▶ **TEXTE À LIRE**
::::::::::
Je précise que, dans la mesure où ce qui fait problème et scandale, c’est « l’engagement nazi » de Heidegger, les Cahiers ont choisi de se mettre du côté du « philosophe » plutôt que d’interroger explicitement ce qu’il en est du « nazisme heideggérien ». Après tout la revue publie des numéros thématiques : la science, la danse, la décision etc.
Cette présentation ne permet pas encore, en France, que se développe un vrai débat sur cette question qui, à tout le moins, ne saurait être considérée comme un détail de l’histoire de la philosophie récente.
Le cadrage de ces Cahiers 111 permet ainsi à Jean-Luc Nancy d’écrire :
« Plus tard, et après l’épisode nazi, dans son commentaire de l’hymne hölderlinien Le Rhin, Heidegger parlera encore de la communauté des soldats au front, alors même qu’il aura largement délaissé le thème du Dasein et plus encore celui du Mitdasein. On peut voir en effet dans les Beiträge une persistance du premier sans reprise du second, en même temps qu’apparaît une nouvelle insistance sur le peuple, soucieuse d’en produire une compréhension opposée à celle du nazisme (d’un mot, le peuple comme « voix » et non comme « race »). Autrement dit, Heidegger aura persisté – et même au-delà de cette période de la guerre, comme je l’ai fugitivement suggéré – dans le souci de penser un avec qui fût à la hauteur de l’essentialité dont il l’avait investi. » (Les Cahiers philosophiques n° 111, par 75.)
Ce passage appelle plusieurs remarques :
1. Un philosophe qui a eu un « épisode nazi » peut-il être crédible et « fiable »?
2. L’existence d’un tel « épisode nazi » ne contredit-elle pas le cadrage du nazisme de Heidegger précisément sur un épisode?
3. Un tel épisode n’exigerait-il pas que soit examiné de manière très précise et très informée le « hors-champ » de cet épisode? Pourquoi Heidegger, par exemple, n’aurait-il pas connu un « épisode négationniste »?
4. Cela supposerait, par exemple, que soient prises aux sérieuses certaines des recherches d’E. Faye. Mais on se souvient de la manière cavalière avec laquelle JL Nancy a, dans Le Monde, jeté à la poubelle l’ouvrage de Faye. Même si Nancy écrit dans Le Monde, les Cahiers philosophiques sont supposés être d’une autre probité et d’une autre tenue que Le Monde en tant que, notamment par Roger Pol-Droit, il a donné un écho favorable aux thèses de Faye.
5. Ainsi il m’apparaît au minimum léger, irresponsable et déficient de s’en tenir à la thèse de « l’épisode ». L’épisode étant reconnu par l’auteur, j’estime qu’il se met en contradiction, compte tenu de ce qu’est le nazisme – et de ce que sont les nazis de « grande pointure » – en n’étendant pas sa recherche sur le nazisme heideggérien au-delà de ce supposé épisode.
6. Au reste on remarque que l’expression « épisode nazi » arrive comme par la bande. Comme pour refermer d’avance la recherche sur le nazisme heideggérien. Mais le thème de la revue, « politique et philosophie », permettait précisément que fût ainsi « communiqué » aux lecteurs un « Heidegger mode d’emploi ».
::::::::::
▶ **CONSIGNE A**
Indiquez si chacune de ces affirmations concorde avec le texte sur Heidegger, en répondant par oui ou non et en citant les mots décisifs du texte : (i) le numéro cité des Cahiers philosophiques est le n° 111 ; (ii) le thème de la revue mentionné est « science et philosophie » ; (iii) dans le passage cité de Jean-Luc Nancy, le peuple est compris comme « race ».
Le texte sur Heidegger et les fiches qui suivent n'ont aucun lien entre eux.

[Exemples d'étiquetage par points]
::::::::::
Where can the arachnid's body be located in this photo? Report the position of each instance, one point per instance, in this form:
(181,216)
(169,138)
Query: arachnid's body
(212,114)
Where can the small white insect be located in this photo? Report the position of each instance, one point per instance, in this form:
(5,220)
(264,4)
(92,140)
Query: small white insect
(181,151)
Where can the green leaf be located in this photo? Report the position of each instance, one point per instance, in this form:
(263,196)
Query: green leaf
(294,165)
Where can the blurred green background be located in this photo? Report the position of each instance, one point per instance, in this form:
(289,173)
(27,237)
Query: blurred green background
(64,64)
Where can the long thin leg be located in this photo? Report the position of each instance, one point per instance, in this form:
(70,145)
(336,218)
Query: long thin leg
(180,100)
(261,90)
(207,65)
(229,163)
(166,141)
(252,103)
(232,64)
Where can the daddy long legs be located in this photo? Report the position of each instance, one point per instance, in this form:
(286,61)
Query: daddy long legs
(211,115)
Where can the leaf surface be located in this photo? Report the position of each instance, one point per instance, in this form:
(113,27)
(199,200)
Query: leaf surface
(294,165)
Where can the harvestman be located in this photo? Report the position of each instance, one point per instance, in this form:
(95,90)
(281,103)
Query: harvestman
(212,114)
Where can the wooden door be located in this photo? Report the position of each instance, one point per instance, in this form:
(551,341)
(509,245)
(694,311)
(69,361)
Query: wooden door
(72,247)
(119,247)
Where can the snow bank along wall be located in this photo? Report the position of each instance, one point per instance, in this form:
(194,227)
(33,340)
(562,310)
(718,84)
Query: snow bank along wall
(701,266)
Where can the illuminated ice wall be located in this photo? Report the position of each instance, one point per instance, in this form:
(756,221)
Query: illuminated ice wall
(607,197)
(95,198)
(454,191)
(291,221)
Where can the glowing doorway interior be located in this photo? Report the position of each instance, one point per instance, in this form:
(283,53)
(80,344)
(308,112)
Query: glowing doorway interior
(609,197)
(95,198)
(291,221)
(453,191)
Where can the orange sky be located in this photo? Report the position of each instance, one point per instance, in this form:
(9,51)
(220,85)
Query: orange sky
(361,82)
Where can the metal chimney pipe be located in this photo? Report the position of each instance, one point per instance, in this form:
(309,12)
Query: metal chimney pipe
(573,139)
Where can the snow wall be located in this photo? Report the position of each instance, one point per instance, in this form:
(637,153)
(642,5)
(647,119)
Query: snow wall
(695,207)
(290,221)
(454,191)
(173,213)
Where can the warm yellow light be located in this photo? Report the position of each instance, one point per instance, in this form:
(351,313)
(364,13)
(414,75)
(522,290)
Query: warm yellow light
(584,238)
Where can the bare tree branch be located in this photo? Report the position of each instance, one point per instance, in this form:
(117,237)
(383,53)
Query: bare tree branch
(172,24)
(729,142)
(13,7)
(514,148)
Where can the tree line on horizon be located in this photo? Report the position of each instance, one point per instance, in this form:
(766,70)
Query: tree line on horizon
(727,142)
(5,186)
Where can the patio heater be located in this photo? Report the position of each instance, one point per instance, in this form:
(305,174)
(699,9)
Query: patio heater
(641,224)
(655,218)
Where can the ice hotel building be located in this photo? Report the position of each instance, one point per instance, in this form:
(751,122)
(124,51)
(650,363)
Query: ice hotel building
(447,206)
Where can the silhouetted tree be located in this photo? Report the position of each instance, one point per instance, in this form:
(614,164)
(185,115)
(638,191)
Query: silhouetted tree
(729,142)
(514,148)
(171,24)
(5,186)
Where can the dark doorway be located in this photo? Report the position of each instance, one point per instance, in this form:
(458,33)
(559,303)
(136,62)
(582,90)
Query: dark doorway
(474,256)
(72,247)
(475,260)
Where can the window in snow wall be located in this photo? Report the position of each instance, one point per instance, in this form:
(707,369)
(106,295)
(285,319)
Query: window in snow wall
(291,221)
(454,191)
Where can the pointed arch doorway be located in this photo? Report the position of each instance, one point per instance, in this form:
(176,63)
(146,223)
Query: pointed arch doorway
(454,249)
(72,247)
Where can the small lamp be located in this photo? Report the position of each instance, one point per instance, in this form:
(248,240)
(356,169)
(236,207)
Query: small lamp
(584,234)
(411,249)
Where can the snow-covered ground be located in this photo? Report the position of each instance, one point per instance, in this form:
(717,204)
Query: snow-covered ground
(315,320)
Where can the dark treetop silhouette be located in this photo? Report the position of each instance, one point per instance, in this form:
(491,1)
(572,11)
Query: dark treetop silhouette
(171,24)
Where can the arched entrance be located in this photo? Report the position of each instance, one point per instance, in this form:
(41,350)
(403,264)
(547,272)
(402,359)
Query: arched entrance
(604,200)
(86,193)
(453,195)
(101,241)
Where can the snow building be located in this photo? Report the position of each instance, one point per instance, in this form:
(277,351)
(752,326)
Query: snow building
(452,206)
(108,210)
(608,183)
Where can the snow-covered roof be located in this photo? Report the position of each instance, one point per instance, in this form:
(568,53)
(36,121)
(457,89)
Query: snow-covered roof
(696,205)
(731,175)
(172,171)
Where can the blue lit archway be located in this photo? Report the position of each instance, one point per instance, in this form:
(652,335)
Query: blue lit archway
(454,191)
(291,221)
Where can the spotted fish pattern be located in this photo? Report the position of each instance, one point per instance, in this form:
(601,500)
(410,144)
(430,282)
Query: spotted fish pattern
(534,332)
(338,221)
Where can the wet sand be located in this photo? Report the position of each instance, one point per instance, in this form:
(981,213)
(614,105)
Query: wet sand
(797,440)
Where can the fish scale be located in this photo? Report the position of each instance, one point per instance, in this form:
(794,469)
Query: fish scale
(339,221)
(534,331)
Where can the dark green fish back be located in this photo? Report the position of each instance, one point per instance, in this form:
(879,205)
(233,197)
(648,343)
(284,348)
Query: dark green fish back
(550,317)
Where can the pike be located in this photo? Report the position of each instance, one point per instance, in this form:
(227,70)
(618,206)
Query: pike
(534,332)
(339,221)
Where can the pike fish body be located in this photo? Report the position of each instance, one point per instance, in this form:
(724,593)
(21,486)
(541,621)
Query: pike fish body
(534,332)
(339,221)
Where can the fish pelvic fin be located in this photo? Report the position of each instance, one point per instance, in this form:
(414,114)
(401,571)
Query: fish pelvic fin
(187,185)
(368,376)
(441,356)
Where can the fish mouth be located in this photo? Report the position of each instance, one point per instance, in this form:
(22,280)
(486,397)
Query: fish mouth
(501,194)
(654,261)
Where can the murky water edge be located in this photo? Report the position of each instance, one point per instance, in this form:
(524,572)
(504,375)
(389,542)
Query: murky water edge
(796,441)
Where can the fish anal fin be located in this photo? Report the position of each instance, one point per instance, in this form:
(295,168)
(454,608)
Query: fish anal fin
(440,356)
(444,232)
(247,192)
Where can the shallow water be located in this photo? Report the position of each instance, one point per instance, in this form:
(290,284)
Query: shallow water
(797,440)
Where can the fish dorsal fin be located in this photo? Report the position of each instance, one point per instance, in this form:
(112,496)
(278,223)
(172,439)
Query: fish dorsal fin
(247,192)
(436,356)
::::::::::
▶ **CONSIGNE B**
Recopiez, dans les fiches, les lignes qui vont de celle contenant « Where can the shallow » jusqu'à la fin des fiches, ces deux limites comprises.

▶ **RÉPONSE ATTENDUE A**
(i) Oui : « Les Cahiers philosophiques n° 111, par 75. »
(ii) Non : « le thème de la revue, « politique et philosophie » ».
(iii) Non : « le peuple comme « voix » et non comme « race » ».

▶ **RÉPONSE ATTENDUE B**
Where can the shallow water be located in this photo? Report the position of each instance, one point per instance, in this form:
(290,284)
Query: shallow water
(797,440)
Where can the fish dorsal fin be located in this photo? Report the position of each instance, one point per instance, in this form:
(112,496)
(278,223)
(172,439)
Query: fish dorsal fin
(247,192)
(436,356)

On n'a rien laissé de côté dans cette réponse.